• [GOAL OF THE EXERCISE]: Read the data and repeat it in full, exactly.

(RECORDS FOR THE EXERCISE Opens)

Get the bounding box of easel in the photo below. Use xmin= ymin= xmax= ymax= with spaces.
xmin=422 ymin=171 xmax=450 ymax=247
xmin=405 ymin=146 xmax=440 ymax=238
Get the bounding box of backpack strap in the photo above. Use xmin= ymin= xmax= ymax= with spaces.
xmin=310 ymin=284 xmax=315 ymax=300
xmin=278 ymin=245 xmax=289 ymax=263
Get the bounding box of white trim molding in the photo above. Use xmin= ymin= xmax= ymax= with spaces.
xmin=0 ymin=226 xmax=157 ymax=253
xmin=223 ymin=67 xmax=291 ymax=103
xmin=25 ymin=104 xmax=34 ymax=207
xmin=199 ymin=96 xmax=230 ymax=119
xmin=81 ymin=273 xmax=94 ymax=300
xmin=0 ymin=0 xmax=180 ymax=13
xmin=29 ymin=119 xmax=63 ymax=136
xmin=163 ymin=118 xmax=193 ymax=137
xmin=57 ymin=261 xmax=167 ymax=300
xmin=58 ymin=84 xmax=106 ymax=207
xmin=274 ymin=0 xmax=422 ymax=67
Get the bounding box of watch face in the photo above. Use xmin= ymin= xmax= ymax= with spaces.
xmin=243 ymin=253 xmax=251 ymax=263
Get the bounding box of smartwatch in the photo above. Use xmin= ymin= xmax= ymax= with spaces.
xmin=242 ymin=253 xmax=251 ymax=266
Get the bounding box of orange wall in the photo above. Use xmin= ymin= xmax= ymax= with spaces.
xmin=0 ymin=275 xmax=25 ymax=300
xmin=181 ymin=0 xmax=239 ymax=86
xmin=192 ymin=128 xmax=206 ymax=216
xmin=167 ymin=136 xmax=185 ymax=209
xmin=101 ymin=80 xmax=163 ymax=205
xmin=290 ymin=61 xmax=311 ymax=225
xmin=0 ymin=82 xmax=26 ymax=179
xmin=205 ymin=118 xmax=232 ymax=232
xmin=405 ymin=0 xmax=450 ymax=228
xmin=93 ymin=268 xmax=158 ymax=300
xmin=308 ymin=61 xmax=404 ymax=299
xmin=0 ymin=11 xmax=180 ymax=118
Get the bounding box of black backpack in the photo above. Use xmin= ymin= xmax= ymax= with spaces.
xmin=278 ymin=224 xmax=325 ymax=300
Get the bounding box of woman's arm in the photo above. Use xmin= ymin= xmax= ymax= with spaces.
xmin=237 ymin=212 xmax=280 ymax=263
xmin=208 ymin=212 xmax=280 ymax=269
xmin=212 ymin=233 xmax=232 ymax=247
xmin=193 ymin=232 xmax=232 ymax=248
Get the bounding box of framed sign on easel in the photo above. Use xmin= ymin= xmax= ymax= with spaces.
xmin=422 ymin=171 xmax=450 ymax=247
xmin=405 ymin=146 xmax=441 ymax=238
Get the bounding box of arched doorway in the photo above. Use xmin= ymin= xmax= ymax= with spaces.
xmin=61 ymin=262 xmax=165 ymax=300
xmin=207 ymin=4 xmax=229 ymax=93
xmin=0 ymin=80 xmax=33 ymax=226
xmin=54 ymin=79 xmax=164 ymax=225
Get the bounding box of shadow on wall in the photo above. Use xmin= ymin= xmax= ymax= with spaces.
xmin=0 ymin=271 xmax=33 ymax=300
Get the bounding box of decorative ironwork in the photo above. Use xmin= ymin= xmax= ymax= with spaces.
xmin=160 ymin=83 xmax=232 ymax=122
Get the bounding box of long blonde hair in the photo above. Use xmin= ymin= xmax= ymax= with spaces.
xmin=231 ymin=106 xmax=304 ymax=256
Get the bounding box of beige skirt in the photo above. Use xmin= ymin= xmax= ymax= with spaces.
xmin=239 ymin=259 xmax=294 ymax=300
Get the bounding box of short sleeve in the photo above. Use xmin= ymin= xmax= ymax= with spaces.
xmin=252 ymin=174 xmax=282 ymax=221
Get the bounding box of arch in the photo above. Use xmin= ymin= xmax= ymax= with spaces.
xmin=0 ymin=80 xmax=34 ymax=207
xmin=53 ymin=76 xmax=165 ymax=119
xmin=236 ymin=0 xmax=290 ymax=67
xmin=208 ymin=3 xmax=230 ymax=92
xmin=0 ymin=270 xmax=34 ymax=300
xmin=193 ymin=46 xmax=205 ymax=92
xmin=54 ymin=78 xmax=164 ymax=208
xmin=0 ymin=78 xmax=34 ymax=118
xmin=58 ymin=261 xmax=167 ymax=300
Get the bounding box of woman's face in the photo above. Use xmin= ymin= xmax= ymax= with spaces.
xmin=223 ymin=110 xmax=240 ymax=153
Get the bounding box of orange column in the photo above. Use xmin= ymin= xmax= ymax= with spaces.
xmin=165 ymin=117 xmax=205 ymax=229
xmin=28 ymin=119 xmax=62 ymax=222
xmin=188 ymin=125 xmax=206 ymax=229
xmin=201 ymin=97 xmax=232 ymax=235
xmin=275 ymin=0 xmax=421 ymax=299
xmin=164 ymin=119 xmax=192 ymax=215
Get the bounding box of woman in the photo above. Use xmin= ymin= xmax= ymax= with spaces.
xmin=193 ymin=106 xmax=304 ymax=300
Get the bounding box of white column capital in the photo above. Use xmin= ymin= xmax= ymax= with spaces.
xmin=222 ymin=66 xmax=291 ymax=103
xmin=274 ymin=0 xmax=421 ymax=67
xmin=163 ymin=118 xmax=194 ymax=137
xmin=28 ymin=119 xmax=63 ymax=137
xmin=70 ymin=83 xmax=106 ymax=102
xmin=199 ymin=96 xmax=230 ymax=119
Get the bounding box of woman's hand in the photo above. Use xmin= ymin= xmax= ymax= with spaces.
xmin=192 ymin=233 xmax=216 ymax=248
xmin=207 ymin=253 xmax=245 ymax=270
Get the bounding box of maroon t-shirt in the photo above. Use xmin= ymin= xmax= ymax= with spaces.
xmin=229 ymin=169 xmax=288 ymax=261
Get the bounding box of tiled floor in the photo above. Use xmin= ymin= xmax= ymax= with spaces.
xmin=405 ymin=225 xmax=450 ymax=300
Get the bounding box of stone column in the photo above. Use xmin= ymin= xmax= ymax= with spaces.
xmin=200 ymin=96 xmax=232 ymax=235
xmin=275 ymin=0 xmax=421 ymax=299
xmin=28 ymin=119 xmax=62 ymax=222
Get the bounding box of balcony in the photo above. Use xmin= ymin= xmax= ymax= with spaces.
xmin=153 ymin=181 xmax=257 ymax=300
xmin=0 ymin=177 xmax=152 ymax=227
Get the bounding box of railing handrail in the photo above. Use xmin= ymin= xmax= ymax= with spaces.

(RECORDS FOR THE EXERCISE Closes)

• [ANSWER SECTION]:
Get the bounding box of easel in the photo below. Use xmin= ymin= xmax= ymax= with spaces.
xmin=422 ymin=171 xmax=450 ymax=247
xmin=405 ymin=146 xmax=440 ymax=238
Get the bounding box of backpack strap in the photo above. Use xmin= ymin= xmax= ymax= with spaces.
xmin=310 ymin=284 xmax=315 ymax=300
xmin=278 ymin=245 xmax=289 ymax=263
Get the bounding box of white trim molding in the photo above. Use xmin= ymin= xmax= ymax= with spaces.
xmin=0 ymin=226 xmax=157 ymax=253
xmin=223 ymin=67 xmax=291 ymax=103
xmin=25 ymin=104 xmax=34 ymax=207
xmin=199 ymin=96 xmax=230 ymax=119
xmin=81 ymin=273 xmax=94 ymax=300
xmin=0 ymin=0 xmax=180 ymax=13
xmin=29 ymin=119 xmax=63 ymax=136
xmin=163 ymin=118 xmax=193 ymax=137
xmin=57 ymin=261 xmax=167 ymax=300
xmin=58 ymin=84 xmax=106 ymax=207
xmin=274 ymin=0 xmax=422 ymax=67
Get the bounding box of watch face in the photo above. Use xmin= ymin= xmax= ymax= with spaces.
xmin=243 ymin=253 xmax=251 ymax=263
Get the bounding box of smartwatch in the photo above. Use xmin= ymin= xmax= ymax= with spaces.
xmin=242 ymin=253 xmax=251 ymax=266
Get the bounding box of orange wall in the photo above. Use xmin= ymin= xmax= ymax= with spaces.
xmin=0 ymin=275 xmax=25 ymax=300
xmin=181 ymin=0 xmax=239 ymax=86
xmin=192 ymin=128 xmax=206 ymax=216
xmin=167 ymin=136 xmax=185 ymax=209
xmin=101 ymin=80 xmax=163 ymax=205
xmin=290 ymin=61 xmax=311 ymax=225
xmin=0 ymin=82 xmax=26 ymax=179
xmin=205 ymin=118 xmax=232 ymax=232
xmin=405 ymin=0 xmax=450 ymax=228
xmin=93 ymin=268 xmax=158 ymax=300
xmin=308 ymin=61 xmax=404 ymax=299
xmin=0 ymin=11 xmax=180 ymax=118
Get the bounding box of black backpack in the photo above. Use xmin= ymin= xmax= ymax= with spaces.
xmin=278 ymin=224 xmax=325 ymax=300
Get the bounding box of woman's arm in the photo above. Use xmin= ymin= xmax= ymax= with spaces.
xmin=237 ymin=212 xmax=280 ymax=263
xmin=208 ymin=212 xmax=280 ymax=269
xmin=212 ymin=233 xmax=232 ymax=247
xmin=193 ymin=232 xmax=232 ymax=248
Get the bounding box of framed sign on easel in the photo above. Use xmin= ymin= xmax= ymax= with spaces.
xmin=422 ymin=171 xmax=450 ymax=247
xmin=405 ymin=146 xmax=441 ymax=238
Get the bounding box of arched doorway in the photo above. Use xmin= ymin= xmax= ymax= with spaces.
xmin=61 ymin=262 xmax=165 ymax=300
xmin=207 ymin=4 xmax=229 ymax=93
xmin=0 ymin=80 xmax=33 ymax=226
xmin=54 ymin=79 xmax=164 ymax=225
Get the bounding box of shadow on wall in the photo above. Use xmin= ymin= xmax= ymax= with spaces.
xmin=0 ymin=271 xmax=33 ymax=300
Get the bounding box of decorative ironwork in the photo above. Use xmin= ymin= xmax= ymax= with spaces.
xmin=160 ymin=83 xmax=232 ymax=122
Get the bounding box of long blonde hair in the photo above. Use xmin= ymin= xmax= ymax= with spaces.
xmin=231 ymin=106 xmax=304 ymax=256
Get the bounding box of beige skirt in the photo above. Use xmin= ymin= xmax= ymax= with spaces.
xmin=239 ymin=259 xmax=294 ymax=300
Get the bounding box of short sleeve in the photo above. Use xmin= ymin= xmax= ymax= with spaces.
xmin=252 ymin=174 xmax=282 ymax=221
Get the bounding box of arch in the photo above. Use xmin= ymin= xmax= ymax= with spaces.
xmin=0 ymin=80 xmax=34 ymax=207
xmin=53 ymin=76 xmax=165 ymax=119
xmin=236 ymin=0 xmax=290 ymax=67
xmin=208 ymin=3 xmax=230 ymax=92
xmin=0 ymin=270 xmax=34 ymax=300
xmin=193 ymin=46 xmax=205 ymax=92
xmin=54 ymin=78 xmax=164 ymax=208
xmin=0 ymin=78 xmax=34 ymax=118
xmin=58 ymin=261 xmax=167 ymax=300
Get the bounding box of woman's face in the photo above. Use xmin= ymin= xmax= ymax= with spaces.
xmin=223 ymin=110 xmax=240 ymax=153
Get the bounding box of orange column in the photo above. Use xmin= ymin= xmax= ymax= with spaces.
xmin=165 ymin=117 xmax=205 ymax=229
xmin=28 ymin=119 xmax=62 ymax=222
xmin=188 ymin=125 xmax=206 ymax=229
xmin=201 ymin=97 xmax=232 ymax=235
xmin=275 ymin=0 xmax=421 ymax=299
xmin=164 ymin=119 xmax=192 ymax=215
Get the bounding box of woman in the photo above. Use xmin= ymin= xmax= ymax= with spaces.
xmin=193 ymin=106 xmax=304 ymax=300
Get the bounding box of white column capital in the photo above. Use xmin= ymin= xmax= ymax= with spaces.
xmin=222 ymin=66 xmax=291 ymax=103
xmin=274 ymin=0 xmax=421 ymax=67
xmin=163 ymin=118 xmax=194 ymax=137
xmin=28 ymin=119 xmax=63 ymax=137
xmin=70 ymin=83 xmax=106 ymax=102
xmin=199 ymin=96 xmax=230 ymax=119
Get the bounding box of woman's hand in the photo above. Use xmin= ymin= xmax= ymax= with spaces.
xmin=192 ymin=233 xmax=216 ymax=248
xmin=207 ymin=253 xmax=245 ymax=270
Get the bounding box of maroon t-shirt in the photo above. Use xmin= ymin= xmax= ymax= with spaces.
xmin=229 ymin=169 xmax=288 ymax=261
Get the bounding box of tiled floor in the photo above. Use xmin= ymin= xmax= ymax= with spaces.
xmin=405 ymin=225 xmax=450 ymax=300
Get the bounding box of stone column in the photo above. Use xmin= ymin= xmax= ymax= with spaces.
xmin=200 ymin=96 xmax=232 ymax=235
xmin=275 ymin=0 xmax=421 ymax=299
xmin=28 ymin=119 xmax=62 ymax=222
Get the bounding box of balcony in the photo above. Use xmin= ymin= xmax= ymax= with spaces.
xmin=153 ymin=181 xmax=257 ymax=300
xmin=0 ymin=177 xmax=152 ymax=227
Get the bounding box of railing handrail in the photo above. Use xmin= ymin= xmax= ymax= with spaces.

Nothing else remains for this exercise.